**Work to complete**. Write out all entries word for word.

**Provided records**.
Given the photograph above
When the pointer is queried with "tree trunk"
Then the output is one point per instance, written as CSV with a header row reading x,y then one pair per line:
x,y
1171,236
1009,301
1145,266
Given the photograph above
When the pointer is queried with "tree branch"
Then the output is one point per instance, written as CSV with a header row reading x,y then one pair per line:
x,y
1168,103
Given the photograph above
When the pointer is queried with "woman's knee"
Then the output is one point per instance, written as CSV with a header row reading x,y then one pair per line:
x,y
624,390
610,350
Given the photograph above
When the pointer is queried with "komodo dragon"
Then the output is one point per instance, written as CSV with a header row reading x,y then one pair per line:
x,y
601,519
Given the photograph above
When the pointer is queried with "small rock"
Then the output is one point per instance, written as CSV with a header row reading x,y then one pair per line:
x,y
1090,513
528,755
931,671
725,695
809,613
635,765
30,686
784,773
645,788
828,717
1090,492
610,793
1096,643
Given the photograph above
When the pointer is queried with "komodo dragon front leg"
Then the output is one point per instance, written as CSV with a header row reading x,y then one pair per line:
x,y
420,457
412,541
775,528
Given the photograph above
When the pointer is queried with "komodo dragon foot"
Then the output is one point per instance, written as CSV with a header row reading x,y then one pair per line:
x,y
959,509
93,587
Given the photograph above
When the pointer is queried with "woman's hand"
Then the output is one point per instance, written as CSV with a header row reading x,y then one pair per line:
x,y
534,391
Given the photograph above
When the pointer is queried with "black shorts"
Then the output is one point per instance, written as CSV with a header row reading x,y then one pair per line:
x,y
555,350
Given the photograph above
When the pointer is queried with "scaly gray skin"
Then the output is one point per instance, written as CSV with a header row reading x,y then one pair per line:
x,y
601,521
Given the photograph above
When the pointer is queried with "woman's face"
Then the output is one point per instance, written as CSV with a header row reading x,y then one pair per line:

**The answer**.
Given the photograph above
When the pointer is queried with "tree trunk"
Then the output is one point per instance, written as CSV with a header row reading x,y then one pair per line:
x,y
1171,236
1009,301
1145,266
Given the photograph above
When the pointer is queried with "tree branch"
Then the output is one point per instance, written as CSV with a header row reading x,y then one pair per line:
x,y
1168,103
Given the photograph above
When the pointer is queried with "woman's knee"
Then the output is one point per instance, written as CSV with a header row reading x,y then one pair per line:
x,y
624,390
610,350
Given the photograph above
When the pointer is queried with "komodo dragon"
Then the output is one point per instance, written as CSV with a header row reading x,y then one pair per line:
x,y
601,519
Given the photograph above
When the pointer is queried with "small rock"
Then the output is one point per instance, written as CSV with a header row reading x,y then one pair per line:
x,y
1090,513
528,755
931,671
725,695
809,613
635,765
30,686
784,773
645,788
828,717
1090,492
610,793
1096,643
Given the photograph above
When the pointer is queried with "komodo dragon front leg"
Then the output is one point per instance, written as CSV with a header row reading x,y then one pair per line:
x,y
420,457
412,541
775,528
Given the photograph above
When the pointer is queried with "komodo dragon foot"
Then the output is one point per instance, written as CSV with a header row reading x,y then one pair per line:
x,y
959,509
93,587
Given the photograph above
When the pointer is queried with "woman's hand"
Then the output is one point per instance, written as CSV with a header row reading x,y then one pair per line:
x,y
534,391
Given the photograph above
When the pointer is queried with "black shorts"
Then the output is one point per instance, written as CSV with a header row reading x,y then one pair per line:
x,y
555,350
Given the photograph above
When the pointer is queried with "scaly gray skin"
Then the output is one point per instance, written as CSV with a header row reading x,y then one pair per line:
x,y
601,521
Given the photograph above
When the pointer is queried with "woman's face"
Then the output is one point per instance, written as CSV with a header row reading x,y then one pair per line:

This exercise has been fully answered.